── PROVIDED DATA

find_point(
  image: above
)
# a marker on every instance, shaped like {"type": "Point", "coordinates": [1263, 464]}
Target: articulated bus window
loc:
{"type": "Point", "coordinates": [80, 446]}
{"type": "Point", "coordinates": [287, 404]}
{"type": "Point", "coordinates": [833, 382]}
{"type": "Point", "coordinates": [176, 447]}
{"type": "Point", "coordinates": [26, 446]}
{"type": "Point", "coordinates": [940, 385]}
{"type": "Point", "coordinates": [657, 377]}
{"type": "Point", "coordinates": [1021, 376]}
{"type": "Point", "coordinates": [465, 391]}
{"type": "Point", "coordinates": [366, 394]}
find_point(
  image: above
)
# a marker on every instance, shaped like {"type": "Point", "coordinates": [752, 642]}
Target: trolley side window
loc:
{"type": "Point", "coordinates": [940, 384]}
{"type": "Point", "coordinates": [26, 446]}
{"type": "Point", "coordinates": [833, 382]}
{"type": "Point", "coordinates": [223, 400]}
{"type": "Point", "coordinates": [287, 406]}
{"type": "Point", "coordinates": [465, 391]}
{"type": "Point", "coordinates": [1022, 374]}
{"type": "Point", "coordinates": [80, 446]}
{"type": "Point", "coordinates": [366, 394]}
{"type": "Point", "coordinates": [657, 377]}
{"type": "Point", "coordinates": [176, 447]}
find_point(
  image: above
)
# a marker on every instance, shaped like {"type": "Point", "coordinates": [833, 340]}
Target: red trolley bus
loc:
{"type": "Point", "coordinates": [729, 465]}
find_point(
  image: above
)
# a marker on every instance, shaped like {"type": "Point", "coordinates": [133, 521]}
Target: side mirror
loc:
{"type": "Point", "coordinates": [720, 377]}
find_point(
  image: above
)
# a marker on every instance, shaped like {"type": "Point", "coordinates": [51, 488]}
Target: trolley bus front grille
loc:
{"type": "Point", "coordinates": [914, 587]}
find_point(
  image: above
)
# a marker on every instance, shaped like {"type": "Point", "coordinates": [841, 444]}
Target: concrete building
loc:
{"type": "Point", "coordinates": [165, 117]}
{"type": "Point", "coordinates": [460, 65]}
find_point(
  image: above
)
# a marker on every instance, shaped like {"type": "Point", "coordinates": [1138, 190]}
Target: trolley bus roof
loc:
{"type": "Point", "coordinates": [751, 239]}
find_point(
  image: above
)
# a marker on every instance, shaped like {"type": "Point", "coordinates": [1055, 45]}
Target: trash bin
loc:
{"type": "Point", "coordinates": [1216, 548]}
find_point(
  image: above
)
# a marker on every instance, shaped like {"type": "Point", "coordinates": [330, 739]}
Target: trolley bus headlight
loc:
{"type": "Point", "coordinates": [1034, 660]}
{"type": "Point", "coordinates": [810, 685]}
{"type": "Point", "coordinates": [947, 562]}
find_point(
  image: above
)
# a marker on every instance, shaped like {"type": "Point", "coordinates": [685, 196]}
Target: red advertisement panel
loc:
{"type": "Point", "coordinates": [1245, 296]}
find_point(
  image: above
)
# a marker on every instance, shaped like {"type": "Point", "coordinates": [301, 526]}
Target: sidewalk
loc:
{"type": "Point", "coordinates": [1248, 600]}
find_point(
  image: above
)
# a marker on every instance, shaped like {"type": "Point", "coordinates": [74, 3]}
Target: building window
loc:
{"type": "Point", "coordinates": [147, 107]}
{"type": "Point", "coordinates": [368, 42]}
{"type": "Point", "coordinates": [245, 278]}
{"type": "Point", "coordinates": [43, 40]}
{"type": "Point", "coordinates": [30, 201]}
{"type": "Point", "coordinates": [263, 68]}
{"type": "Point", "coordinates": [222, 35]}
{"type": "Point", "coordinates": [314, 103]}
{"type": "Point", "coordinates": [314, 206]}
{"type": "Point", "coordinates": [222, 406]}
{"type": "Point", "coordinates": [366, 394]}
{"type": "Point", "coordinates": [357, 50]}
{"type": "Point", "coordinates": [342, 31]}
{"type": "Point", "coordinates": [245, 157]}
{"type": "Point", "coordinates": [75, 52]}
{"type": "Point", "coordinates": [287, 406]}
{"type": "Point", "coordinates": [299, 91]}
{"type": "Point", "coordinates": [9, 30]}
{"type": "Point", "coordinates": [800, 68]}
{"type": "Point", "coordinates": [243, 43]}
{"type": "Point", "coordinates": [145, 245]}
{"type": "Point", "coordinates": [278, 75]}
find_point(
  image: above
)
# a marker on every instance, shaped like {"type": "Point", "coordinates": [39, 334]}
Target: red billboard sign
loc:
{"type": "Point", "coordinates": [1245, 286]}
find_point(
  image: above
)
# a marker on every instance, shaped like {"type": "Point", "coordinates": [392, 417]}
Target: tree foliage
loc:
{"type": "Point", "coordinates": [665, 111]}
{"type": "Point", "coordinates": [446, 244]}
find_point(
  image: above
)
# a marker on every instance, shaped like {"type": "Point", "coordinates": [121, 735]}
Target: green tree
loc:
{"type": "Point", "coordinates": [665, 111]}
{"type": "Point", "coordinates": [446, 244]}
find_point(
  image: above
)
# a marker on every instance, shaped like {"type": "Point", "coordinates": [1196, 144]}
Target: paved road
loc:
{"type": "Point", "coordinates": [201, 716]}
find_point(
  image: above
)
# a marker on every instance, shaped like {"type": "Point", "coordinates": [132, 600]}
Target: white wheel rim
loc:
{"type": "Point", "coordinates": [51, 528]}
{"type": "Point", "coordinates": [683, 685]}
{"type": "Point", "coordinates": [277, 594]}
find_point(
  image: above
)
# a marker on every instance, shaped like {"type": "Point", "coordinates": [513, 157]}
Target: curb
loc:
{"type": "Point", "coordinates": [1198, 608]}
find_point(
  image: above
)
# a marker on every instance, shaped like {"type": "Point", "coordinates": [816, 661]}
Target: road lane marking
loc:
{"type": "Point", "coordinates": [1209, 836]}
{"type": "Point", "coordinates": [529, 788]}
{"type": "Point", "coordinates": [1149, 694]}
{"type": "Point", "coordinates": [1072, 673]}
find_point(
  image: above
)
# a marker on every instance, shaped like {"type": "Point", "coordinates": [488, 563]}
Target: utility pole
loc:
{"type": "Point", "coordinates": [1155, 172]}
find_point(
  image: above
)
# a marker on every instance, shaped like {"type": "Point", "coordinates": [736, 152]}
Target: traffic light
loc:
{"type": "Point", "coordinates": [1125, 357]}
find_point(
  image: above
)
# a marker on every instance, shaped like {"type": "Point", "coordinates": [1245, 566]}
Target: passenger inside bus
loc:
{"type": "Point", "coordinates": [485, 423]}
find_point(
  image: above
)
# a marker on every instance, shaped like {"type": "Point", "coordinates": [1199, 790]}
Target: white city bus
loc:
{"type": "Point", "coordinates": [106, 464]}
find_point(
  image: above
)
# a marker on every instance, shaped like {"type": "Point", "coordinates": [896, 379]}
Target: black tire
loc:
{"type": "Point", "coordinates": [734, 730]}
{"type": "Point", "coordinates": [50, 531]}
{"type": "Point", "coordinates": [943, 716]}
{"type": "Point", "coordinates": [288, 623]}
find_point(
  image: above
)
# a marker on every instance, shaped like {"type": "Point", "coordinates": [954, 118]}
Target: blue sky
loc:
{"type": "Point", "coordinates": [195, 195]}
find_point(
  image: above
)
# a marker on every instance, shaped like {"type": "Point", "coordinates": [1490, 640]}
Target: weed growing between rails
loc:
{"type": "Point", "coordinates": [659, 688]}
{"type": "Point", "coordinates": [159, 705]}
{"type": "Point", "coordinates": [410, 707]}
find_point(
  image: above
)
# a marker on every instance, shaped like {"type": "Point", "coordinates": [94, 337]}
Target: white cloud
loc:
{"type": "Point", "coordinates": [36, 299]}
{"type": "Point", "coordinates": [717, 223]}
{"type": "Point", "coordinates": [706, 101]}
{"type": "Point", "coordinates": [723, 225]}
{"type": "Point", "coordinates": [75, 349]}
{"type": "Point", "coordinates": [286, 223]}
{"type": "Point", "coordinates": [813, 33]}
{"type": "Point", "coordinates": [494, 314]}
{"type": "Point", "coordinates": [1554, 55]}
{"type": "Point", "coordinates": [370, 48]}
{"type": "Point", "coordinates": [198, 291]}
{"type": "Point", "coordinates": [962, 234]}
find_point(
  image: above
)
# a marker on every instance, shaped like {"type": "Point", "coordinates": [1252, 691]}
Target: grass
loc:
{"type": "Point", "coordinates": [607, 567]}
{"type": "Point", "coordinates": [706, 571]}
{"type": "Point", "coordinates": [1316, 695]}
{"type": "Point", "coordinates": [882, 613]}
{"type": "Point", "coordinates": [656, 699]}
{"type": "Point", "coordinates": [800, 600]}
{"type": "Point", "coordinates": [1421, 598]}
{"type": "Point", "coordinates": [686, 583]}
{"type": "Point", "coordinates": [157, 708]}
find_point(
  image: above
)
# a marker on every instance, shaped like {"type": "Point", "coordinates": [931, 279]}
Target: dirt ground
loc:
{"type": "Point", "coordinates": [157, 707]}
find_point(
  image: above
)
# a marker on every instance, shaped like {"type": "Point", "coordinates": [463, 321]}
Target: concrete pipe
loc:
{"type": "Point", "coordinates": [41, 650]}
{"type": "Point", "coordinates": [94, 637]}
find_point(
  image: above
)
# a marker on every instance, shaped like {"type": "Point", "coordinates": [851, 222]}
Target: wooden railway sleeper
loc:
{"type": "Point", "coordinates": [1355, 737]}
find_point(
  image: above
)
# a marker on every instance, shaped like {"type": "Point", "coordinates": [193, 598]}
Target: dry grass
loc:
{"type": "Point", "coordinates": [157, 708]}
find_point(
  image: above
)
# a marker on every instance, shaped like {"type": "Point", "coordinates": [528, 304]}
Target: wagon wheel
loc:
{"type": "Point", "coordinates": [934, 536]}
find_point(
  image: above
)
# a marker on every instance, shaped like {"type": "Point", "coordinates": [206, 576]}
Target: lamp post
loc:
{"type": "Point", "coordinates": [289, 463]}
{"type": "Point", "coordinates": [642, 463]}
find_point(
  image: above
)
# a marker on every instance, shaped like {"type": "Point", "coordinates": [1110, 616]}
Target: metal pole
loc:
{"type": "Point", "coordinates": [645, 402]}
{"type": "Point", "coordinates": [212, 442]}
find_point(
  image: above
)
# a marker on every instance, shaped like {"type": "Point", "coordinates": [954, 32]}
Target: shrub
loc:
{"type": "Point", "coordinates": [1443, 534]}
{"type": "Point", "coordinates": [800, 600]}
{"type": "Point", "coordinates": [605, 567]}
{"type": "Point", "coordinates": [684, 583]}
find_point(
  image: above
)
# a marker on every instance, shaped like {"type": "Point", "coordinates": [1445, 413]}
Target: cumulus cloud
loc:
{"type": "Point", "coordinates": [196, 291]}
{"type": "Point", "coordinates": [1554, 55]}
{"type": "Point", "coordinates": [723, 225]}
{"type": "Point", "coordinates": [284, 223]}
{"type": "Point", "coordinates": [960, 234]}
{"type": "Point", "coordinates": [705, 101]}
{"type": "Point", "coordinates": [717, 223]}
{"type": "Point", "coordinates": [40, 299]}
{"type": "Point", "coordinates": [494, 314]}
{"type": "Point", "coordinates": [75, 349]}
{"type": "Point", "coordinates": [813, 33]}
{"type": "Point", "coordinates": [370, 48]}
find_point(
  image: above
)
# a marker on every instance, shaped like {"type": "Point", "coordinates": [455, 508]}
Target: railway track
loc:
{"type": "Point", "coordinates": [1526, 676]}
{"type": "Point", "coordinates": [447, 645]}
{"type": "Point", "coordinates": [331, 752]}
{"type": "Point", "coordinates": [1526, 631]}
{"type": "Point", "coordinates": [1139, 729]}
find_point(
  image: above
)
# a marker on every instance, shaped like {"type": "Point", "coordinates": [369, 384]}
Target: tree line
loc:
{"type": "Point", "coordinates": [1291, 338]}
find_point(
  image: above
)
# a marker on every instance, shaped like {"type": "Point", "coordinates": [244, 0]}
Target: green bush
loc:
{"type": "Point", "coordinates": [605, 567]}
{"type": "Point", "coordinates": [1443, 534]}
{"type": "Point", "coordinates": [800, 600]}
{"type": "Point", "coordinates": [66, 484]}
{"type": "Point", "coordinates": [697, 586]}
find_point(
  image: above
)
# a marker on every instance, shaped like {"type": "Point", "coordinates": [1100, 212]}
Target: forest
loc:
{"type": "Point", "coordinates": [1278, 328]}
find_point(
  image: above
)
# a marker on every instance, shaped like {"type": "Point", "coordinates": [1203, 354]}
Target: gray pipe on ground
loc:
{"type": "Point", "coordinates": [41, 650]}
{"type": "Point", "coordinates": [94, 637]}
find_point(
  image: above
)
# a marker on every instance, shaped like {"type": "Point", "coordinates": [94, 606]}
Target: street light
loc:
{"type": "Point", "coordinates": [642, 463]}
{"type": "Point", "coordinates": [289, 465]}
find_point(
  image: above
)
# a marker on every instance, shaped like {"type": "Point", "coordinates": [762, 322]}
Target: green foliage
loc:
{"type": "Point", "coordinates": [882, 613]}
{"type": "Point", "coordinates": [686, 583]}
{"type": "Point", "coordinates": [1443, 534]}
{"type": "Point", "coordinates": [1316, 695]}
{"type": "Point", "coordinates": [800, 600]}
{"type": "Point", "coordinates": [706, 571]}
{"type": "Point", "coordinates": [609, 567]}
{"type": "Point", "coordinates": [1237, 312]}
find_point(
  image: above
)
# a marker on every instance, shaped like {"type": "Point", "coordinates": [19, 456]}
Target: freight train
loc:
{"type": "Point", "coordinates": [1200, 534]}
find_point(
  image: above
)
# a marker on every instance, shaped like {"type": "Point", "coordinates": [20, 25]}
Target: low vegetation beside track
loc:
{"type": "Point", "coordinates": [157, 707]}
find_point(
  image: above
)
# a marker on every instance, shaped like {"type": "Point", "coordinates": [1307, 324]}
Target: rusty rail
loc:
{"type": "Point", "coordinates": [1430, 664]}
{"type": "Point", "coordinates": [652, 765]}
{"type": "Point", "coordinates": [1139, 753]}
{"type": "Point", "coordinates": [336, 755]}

────

## DIRECTIONS FOR THIS TASK
The line containing "Target: trolley side window" marks the end. Please print exactly every line from the top of the data to it, both included, and nothing more.

## RESULT OF THE EXERCISE
find_point(
  image: above
)
# a marker on every instance, shaped like {"type": "Point", "coordinates": [1263, 464]}
Target: articulated bus window
loc:
{"type": "Point", "coordinates": [80, 446]}
{"type": "Point", "coordinates": [287, 404]}
{"type": "Point", "coordinates": [833, 382]}
{"type": "Point", "coordinates": [176, 447]}
{"type": "Point", "coordinates": [26, 446]}
{"type": "Point", "coordinates": [940, 385]}
{"type": "Point", "coordinates": [657, 377]}
{"type": "Point", "coordinates": [1021, 376]}
{"type": "Point", "coordinates": [465, 391]}
{"type": "Point", "coordinates": [366, 394]}
find_point(
  image: above
)
# a marker on every instance, shaped like {"type": "Point", "coordinates": [752, 642]}
Target: trolley side window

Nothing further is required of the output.